(DATA)
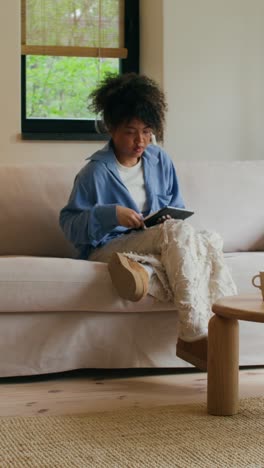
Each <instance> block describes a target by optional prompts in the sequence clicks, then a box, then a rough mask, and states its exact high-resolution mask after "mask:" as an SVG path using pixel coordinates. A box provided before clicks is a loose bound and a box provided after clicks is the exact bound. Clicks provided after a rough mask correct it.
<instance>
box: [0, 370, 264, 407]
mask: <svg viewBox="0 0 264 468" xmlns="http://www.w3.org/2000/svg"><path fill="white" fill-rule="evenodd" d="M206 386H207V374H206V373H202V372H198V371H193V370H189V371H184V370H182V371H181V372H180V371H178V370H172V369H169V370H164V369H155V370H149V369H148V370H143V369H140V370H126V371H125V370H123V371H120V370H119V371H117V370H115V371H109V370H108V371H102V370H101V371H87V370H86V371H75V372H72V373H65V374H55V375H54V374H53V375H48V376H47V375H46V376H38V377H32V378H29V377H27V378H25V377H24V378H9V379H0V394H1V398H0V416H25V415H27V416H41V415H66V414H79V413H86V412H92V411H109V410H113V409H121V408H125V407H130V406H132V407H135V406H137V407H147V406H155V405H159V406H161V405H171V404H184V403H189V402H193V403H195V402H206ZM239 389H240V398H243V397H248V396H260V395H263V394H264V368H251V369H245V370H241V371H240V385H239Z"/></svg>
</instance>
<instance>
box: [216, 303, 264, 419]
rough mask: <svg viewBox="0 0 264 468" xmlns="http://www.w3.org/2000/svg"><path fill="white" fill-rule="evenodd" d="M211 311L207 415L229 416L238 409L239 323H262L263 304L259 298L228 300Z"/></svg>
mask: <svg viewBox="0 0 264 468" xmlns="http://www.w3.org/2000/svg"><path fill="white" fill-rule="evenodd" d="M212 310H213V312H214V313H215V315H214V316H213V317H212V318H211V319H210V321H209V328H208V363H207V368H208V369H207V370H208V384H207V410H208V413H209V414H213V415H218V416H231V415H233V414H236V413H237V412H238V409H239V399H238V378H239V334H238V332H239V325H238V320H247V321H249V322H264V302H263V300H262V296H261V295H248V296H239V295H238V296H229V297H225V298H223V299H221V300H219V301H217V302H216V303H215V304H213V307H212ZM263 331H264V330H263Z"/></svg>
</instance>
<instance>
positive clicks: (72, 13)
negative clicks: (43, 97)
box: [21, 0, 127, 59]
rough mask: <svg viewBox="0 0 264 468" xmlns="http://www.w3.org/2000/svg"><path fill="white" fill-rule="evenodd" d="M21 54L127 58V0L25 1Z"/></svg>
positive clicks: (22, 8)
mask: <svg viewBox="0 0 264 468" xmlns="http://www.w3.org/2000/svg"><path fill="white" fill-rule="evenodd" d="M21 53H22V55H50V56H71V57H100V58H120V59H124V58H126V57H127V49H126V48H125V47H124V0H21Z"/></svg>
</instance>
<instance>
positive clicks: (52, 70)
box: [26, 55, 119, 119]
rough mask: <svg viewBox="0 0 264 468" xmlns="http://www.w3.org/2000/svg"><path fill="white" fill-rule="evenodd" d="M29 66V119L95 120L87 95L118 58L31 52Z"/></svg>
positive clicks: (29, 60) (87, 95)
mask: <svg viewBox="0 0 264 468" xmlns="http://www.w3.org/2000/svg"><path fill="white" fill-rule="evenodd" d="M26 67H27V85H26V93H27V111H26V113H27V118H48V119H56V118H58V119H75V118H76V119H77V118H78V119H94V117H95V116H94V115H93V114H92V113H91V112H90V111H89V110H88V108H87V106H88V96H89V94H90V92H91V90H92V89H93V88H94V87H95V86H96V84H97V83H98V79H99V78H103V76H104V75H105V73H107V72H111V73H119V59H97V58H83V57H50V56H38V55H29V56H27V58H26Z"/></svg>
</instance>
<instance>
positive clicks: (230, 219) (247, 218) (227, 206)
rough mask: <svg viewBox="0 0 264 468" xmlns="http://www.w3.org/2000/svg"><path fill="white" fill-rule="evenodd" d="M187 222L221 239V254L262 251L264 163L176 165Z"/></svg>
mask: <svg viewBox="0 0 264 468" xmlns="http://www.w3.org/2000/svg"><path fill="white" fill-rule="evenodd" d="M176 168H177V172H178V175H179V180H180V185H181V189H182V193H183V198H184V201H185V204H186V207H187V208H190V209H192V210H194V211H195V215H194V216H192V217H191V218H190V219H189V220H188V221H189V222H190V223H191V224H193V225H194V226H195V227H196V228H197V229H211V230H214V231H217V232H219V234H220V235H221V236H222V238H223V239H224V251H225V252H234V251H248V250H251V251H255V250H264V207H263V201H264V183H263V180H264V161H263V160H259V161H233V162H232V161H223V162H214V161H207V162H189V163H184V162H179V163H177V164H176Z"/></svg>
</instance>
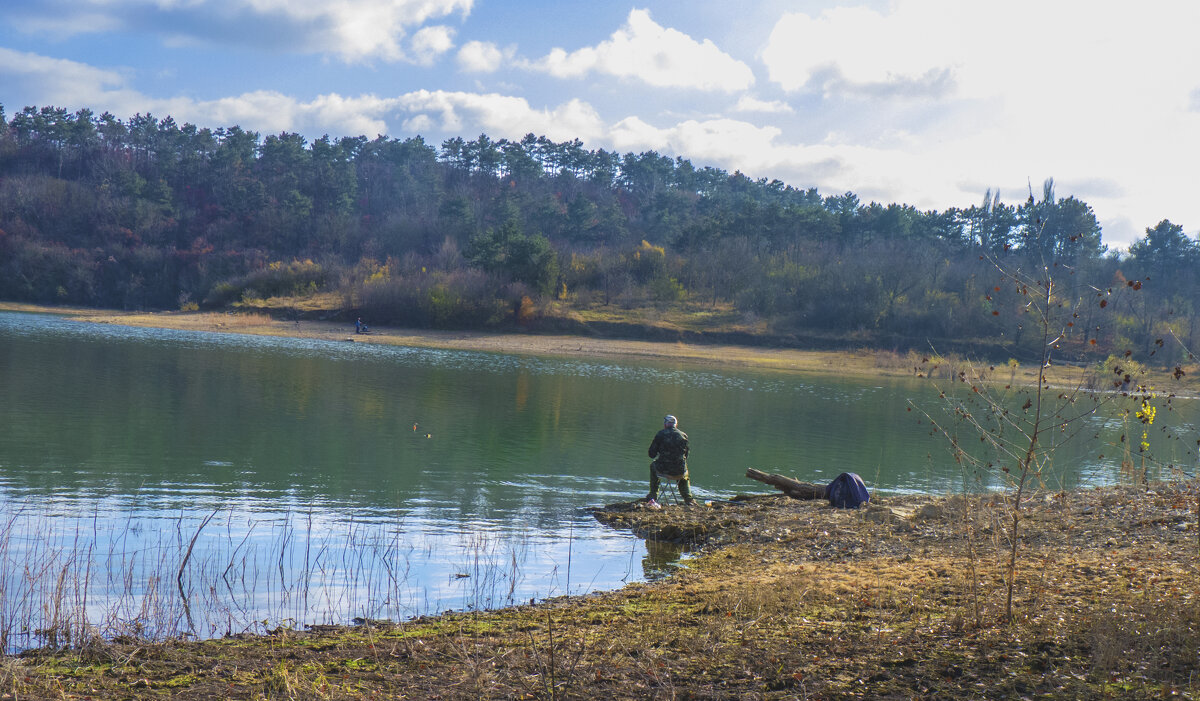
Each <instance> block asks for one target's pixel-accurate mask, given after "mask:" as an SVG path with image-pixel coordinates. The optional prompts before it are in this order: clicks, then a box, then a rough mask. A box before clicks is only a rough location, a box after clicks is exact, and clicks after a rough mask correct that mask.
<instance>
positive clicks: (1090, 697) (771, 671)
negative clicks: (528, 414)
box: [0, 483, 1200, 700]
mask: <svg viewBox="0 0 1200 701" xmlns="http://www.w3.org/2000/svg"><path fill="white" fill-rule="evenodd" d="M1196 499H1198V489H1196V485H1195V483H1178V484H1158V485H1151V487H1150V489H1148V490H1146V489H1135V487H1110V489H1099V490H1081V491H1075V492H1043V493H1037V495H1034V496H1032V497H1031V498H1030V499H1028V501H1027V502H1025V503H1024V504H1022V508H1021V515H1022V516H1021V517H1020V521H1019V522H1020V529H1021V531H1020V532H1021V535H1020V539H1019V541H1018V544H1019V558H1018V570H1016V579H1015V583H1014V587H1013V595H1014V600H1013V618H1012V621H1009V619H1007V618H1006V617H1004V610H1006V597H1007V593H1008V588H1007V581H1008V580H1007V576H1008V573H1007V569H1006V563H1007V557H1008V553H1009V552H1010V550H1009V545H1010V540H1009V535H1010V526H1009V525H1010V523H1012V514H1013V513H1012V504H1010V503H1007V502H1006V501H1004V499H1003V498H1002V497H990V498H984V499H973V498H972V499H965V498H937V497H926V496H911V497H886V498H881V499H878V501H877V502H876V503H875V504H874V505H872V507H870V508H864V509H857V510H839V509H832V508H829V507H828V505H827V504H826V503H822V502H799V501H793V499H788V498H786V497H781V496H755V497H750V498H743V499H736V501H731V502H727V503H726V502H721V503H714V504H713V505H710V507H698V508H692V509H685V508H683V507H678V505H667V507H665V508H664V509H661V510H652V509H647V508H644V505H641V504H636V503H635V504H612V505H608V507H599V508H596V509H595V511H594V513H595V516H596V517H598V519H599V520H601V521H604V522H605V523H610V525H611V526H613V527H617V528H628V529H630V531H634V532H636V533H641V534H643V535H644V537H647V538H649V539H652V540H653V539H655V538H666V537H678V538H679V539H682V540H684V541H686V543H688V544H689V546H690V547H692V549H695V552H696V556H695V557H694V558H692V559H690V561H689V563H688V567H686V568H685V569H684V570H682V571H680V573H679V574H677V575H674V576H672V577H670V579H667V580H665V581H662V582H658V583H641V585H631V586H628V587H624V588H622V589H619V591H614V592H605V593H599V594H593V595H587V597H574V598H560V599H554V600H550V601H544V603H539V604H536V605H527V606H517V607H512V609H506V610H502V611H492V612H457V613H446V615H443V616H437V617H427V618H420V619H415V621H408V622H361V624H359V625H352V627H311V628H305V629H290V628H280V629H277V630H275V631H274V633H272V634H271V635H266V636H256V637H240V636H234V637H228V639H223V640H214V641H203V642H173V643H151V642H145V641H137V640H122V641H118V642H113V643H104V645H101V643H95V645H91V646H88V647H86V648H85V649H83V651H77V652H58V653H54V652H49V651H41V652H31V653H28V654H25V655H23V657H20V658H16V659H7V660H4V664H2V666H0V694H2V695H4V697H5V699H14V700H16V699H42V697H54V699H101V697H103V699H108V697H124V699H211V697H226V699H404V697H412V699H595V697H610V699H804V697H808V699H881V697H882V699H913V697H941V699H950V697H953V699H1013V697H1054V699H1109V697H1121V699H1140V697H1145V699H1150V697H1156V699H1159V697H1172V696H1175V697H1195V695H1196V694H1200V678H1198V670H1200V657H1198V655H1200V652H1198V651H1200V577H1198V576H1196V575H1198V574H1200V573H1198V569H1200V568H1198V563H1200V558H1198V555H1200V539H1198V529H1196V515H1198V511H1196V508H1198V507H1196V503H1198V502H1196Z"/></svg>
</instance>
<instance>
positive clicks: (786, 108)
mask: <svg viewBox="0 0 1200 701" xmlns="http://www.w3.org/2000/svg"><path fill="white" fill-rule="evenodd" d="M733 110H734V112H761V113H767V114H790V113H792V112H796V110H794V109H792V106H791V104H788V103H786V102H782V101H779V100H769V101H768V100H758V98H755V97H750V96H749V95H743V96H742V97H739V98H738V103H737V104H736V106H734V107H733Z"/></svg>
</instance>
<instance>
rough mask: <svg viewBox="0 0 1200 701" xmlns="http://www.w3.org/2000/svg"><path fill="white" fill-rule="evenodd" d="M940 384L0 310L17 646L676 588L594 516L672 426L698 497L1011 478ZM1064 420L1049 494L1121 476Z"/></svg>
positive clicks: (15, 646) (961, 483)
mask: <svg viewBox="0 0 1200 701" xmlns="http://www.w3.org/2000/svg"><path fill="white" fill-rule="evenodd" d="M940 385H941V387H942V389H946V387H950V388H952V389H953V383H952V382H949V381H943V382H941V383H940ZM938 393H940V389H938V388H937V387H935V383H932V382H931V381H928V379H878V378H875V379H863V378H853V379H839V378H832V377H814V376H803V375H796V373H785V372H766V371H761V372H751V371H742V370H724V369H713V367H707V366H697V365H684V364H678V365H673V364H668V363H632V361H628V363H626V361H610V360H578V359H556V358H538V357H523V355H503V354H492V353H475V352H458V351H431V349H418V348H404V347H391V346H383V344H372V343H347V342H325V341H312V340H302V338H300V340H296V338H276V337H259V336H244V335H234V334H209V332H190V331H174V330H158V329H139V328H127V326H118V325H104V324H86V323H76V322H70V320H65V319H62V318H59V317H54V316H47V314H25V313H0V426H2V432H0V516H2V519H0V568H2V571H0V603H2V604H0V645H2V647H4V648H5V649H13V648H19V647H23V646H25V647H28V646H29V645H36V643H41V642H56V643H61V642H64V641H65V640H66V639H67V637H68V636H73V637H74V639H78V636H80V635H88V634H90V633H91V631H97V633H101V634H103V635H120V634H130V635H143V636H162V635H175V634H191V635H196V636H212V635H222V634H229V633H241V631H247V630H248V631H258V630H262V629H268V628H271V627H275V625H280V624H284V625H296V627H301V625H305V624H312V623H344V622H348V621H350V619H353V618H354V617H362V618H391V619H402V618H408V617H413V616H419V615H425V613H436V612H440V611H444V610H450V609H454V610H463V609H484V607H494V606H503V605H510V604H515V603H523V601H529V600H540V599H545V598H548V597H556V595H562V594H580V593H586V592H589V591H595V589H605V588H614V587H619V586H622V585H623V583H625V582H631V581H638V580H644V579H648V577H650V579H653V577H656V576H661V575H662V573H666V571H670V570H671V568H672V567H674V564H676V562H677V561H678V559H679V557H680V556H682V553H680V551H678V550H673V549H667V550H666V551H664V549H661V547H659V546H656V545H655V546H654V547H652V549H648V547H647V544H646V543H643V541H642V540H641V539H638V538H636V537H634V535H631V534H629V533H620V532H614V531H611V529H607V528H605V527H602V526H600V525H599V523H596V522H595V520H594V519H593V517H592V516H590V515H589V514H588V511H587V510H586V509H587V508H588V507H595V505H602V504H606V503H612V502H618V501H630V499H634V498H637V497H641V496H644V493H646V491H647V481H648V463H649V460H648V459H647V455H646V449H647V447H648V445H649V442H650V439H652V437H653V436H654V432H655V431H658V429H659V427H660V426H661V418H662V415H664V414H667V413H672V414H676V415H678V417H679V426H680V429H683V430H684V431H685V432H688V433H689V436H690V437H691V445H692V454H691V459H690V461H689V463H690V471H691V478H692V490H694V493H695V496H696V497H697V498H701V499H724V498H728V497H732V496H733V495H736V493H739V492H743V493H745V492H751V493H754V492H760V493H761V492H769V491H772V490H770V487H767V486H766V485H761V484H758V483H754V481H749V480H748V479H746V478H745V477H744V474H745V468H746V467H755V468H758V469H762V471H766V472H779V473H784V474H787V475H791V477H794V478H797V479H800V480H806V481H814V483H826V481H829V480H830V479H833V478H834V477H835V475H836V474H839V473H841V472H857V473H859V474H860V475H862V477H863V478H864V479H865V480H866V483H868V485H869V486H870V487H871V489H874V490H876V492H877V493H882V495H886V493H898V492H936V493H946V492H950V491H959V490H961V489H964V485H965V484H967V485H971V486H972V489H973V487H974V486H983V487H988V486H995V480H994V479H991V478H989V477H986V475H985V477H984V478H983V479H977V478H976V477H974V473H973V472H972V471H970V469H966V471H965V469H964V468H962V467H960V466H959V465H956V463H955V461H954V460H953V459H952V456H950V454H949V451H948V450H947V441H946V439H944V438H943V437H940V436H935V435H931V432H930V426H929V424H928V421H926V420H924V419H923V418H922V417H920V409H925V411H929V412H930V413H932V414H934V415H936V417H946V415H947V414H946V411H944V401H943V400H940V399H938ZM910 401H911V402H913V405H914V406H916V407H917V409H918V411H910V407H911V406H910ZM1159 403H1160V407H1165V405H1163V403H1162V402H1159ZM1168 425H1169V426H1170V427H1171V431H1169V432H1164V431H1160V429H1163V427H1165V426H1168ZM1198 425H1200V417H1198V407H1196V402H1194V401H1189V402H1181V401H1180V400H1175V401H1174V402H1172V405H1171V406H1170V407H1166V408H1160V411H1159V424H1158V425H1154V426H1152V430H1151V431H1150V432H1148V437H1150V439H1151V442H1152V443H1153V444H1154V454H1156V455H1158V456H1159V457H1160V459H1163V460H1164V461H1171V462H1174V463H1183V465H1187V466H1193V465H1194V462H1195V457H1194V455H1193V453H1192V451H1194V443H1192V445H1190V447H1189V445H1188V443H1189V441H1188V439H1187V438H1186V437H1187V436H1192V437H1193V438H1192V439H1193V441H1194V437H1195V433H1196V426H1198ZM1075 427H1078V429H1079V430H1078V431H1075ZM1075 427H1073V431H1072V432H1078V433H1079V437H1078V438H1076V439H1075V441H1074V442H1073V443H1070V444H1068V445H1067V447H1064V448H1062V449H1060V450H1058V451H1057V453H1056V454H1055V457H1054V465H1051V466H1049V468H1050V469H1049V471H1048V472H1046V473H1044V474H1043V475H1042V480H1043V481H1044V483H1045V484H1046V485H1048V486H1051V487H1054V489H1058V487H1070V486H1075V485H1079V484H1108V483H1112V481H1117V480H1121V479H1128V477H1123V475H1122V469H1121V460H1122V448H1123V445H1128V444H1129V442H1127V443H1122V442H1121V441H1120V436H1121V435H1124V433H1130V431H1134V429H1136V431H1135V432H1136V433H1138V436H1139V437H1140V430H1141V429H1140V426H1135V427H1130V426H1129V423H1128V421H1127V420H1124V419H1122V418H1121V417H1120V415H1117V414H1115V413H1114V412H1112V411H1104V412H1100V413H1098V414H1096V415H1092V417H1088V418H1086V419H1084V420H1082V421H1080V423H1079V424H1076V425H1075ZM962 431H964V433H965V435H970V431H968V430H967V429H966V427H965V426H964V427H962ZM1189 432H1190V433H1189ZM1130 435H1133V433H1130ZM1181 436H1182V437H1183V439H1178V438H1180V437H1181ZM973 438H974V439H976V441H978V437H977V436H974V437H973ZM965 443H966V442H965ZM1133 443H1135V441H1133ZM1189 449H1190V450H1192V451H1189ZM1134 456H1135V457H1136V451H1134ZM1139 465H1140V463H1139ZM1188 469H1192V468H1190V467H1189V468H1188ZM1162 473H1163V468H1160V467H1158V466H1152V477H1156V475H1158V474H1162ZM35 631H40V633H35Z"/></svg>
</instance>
(End DATA)
* [EXERCISE] Rewrite the rows from the beginning through the line containing "box: [0, 370, 264, 407]", swapping "target" for "object" and changing nothing else. Leave the pictures out.

* [ANSWER AREA]
Each <instance> block describes a object by optional prompts in the sequence clicks, then a box, then a rough mask, and states its exact high-resolution mask after "mask:" as an SVG path using pixel coordinates. A box provided before clicks is a loose bound and a box provided after clicks is the exact bound. Clicks provided after a rough mask correct it.
<instance>
box: [0, 370, 264, 407]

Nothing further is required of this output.